- _Work order_
An exact restatement of every record is required.

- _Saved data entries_
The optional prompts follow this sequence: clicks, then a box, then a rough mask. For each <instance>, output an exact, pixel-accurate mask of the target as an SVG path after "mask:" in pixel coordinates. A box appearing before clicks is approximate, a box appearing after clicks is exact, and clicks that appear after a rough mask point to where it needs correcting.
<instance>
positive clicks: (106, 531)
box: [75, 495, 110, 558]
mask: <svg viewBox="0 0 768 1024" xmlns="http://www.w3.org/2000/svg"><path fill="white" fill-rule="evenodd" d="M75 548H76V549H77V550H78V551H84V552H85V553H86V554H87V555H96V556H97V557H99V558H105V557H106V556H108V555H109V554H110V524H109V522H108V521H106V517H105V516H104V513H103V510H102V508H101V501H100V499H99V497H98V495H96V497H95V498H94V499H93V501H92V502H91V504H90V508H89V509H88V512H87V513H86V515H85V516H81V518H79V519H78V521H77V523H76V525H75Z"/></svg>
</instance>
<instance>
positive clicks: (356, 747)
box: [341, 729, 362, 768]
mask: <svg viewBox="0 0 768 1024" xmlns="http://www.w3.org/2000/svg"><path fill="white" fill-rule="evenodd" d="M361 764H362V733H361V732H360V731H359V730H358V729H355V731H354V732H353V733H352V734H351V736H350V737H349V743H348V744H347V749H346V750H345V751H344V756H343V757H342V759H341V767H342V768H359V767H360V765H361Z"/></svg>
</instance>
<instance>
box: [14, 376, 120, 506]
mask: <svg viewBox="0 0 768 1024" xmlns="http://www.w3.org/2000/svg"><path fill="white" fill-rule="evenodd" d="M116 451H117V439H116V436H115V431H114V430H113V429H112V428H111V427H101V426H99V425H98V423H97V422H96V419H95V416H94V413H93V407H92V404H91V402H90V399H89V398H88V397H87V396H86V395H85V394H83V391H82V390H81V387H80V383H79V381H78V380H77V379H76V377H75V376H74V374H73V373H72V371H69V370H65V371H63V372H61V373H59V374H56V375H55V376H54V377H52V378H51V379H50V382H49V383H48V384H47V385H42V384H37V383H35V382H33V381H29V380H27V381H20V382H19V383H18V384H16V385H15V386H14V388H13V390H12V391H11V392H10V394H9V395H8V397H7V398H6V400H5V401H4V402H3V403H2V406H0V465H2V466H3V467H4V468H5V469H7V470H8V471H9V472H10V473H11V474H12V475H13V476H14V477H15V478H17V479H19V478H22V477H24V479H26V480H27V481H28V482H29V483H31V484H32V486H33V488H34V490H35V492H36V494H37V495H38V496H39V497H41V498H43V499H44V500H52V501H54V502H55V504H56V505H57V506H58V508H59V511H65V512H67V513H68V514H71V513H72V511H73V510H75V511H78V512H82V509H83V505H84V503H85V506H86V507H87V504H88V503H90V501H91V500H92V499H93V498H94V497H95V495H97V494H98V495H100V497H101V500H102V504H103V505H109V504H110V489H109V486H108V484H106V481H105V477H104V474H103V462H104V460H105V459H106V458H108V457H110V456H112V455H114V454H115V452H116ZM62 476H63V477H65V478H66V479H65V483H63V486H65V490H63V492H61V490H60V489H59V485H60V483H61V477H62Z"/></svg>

- _Written response_
The optional prompts follow this sequence: clicks, then a box, then a rough mask. For each <instance>, output an exact, pixel-accurate mask of the target as an SVG path after "mask:" in pixel coordinates. A box appearing before clicks is approximate, a box appearing after clicks is exact, and clicks that appear after a rough mask point to where it needs correcting.
<instance>
positive clicks: (106, 531)
box: [75, 495, 110, 558]
mask: <svg viewBox="0 0 768 1024" xmlns="http://www.w3.org/2000/svg"><path fill="white" fill-rule="evenodd" d="M75 548H76V549H77V550H78V551H84V552H85V553H86V554H87V555H96V556H97V557H99V558H105V557H106V556H108V555H109V554H110V524H109V522H108V521H106V517H105V516H104V513H103V510H102V508H101V501H100V499H99V497H98V495H96V497H95V498H94V499H93V501H92V502H91V504H90V508H89V509H88V512H87V513H86V515H85V516H81V518H79V519H78V521H77V523H76V525H75Z"/></svg>
</instance>
<instance>
positive clicks: (356, 747)
box: [341, 729, 362, 768]
mask: <svg viewBox="0 0 768 1024" xmlns="http://www.w3.org/2000/svg"><path fill="white" fill-rule="evenodd" d="M361 764H362V733H361V732H360V731H359V730H358V729H355V731H354V732H353V733H352V734H351V736H350V737H349V743H348V744H347V749H346V750H345V751H344V756H343V757H342V759H341V767H342V768H359V767H360V765H361Z"/></svg>
</instance>
<instance>
box: [14, 376, 120, 506]
mask: <svg viewBox="0 0 768 1024" xmlns="http://www.w3.org/2000/svg"><path fill="white" fill-rule="evenodd" d="M116 451H117V439H116V436H115V431H114V430H113V429H112V428H111V427H101V426H99V425H98V423H97V422H96V419H95V416H94V413H93V407H92V404H91V402H90V399H89V398H88V397H87V396H86V395H85V394H83V391H82V390H81V387H80V383H79V381H78V380H77V379H76V377H75V376H74V374H73V373H72V371H69V370H65V371H63V372H61V373H59V374H56V375H55V376H54V377H52V378H51V379H50V382H49V383H48V384H47V385H42V384H37V383H35V382H33V381H29V380H27V381H20V382H19V383H18V384H16V385H15V386H14V388H13V390H12V391H11V392H10V394H9V395H8V397H7V398H6V400H5V401H4V402H3V403H2V406H0V465H2V466H3V467H4V468H5V469H7V470H8V471H9V472H10V473H11V474H12V475H13V476H14V477H15V478H17V479H19V478H22V477H24V479H26V480H27V481H28V482H29V483H31V484H32V486H33V488H34V490H35V492H36V494H37V495H38V496H39V497H41V498H43V499H44V500H52V501H54V502H55V504H56V505H57V506H58V508H59V511H65V512H67V513H68V514H71V513H72V511H73V510H75V511H78V512H82V509H83V505H84V503H85V506H86V507H87V504H88V503H90V501H91V500H92V499H93V498H94V497H95V495H97V494H98V495H100V497H101V500H102V504H103V505H109V504H110V489H109V486H108V484H106V481H105V477H104V474H103V462H104V460H105V459H106V458H108V457H110V456H112V455H114V454H115V452H116ZM62 476H63V477H65V478H66V479H65V483H63V486H65V490H63V492H61V490H60V489H59V485H60V483H61V477H62Z"/></svg>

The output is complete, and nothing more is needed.